What you need to do :: Starting with the line that contains "locate: jumping boy" and going on through the last line of the data, recast those lines as a numbered list and leave out any blank lines.

Listed entries ::
Start
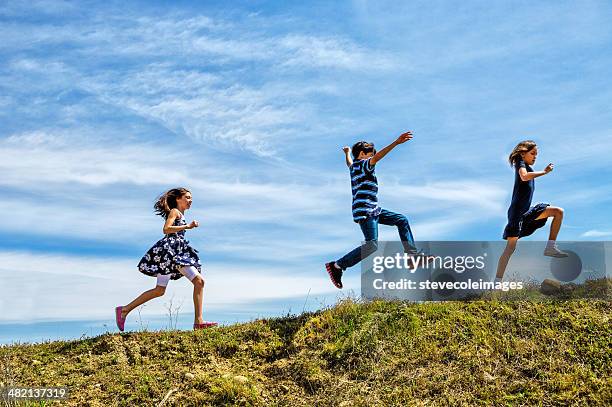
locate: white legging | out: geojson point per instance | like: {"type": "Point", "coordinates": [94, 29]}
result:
{"type": "Point", "coordinates": [188, 271]}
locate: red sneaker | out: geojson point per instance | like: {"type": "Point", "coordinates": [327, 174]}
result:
{"type": "Point", "coordinates": [204, 325]}
{"type": "Point", "coordinates": [335, 273]}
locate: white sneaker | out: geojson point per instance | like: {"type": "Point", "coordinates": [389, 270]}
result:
{"type": "Point", "coordinates": [554, 252]}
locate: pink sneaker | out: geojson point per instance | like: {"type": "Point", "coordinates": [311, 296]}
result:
{"type": "Point", "coordinates": [120, 321]}
{"type": "Point", "coordinates": [205, 325]}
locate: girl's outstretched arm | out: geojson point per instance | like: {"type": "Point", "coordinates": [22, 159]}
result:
{"type": "Point", "coordinates": [400, 140]}
{"type": "Point", "coordinates": [169, 228]}
{"type": "Point", "coordinates": [527, 176]}
{"type": "Point", "coordinates": [347, 156]}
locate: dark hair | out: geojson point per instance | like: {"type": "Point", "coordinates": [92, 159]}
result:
{"type": "Point", "coordinates": [167, 201]}
{"type": "Point", "coordinates": [522, 147]}
{"type": "Point", "coordinates": [360, 146]}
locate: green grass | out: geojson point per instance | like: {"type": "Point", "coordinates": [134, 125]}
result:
{"type": "Point", "coordinates": [483, 353]}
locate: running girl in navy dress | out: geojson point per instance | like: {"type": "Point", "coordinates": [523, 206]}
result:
{"type": "Point", "coordinates": [171, 257]}
{"type": "Point", "coordinates": [523, 220]}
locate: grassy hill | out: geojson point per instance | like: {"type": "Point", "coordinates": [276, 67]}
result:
{"type": "Point", "coordinates": [354, 354]}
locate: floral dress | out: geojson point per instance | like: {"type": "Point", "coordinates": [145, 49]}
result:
{"type": "Point", "coordinates": [169, 254]}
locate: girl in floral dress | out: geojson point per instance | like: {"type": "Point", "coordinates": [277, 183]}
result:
{"type": "Point", "coordinates": [171, 257]}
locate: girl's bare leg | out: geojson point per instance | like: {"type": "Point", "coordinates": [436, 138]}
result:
{"type": "Point", "coordinates": [505, 257]}
{"type": "Point", "coordinates": [148, 295]}
{"type": "Point", "coordinates": [557, 215]}
{"type": "Point", "coordinates": [198, 297]}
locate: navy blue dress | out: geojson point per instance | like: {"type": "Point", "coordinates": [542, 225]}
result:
{"type": "Point", "coordinates": [521, 218]}
{"type": "Point", "coordinates": [169, 254]}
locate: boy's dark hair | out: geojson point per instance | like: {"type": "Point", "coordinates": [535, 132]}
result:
{"type": "Point", "coordinates": [360, 146]}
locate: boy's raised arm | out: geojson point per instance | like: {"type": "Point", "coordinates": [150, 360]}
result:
{"type": "Point", "coordinates": [400, 140]}
{"type": "Point", "coordinates": [347, 156]}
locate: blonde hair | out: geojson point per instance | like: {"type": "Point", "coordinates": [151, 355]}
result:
{"type": "Point", "coordinates": [522, 147]}
{"type": "Point", "coordinates": [167, 201]}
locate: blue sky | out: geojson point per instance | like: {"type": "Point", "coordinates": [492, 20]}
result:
{"type": "Point", "coordinates": [105, 106]}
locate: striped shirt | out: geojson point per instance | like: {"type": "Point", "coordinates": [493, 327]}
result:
{"type": "Point", "coordinates": [365, 188]}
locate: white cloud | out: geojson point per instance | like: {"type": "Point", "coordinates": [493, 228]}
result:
{"type": "Point", "coordinates": [596, 233]}
{"type": "Point", "coordinates": [46, 286]}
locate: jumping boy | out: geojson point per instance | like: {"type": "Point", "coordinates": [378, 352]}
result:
{"type": "Point", "coordinates": [366, 211]}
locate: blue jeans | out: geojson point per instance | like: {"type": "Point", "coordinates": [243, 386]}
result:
{"type": "Point", "coordinates": [369, 227]}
End
Exercise result ::
1. locate: jumping boy | out: geojson point per instance | like: {"type": "Point", "coordinates": [378, 352]}
2. result:
3. {"type": "Point", "coordinates": [366, 211]}
4. locate: blue jeans | out: geojson point per instance | like: {"type": "Point", "coordinates": [243, 386]}
5. result:
6. {"type": "Point", "coordinates": [369, 227]}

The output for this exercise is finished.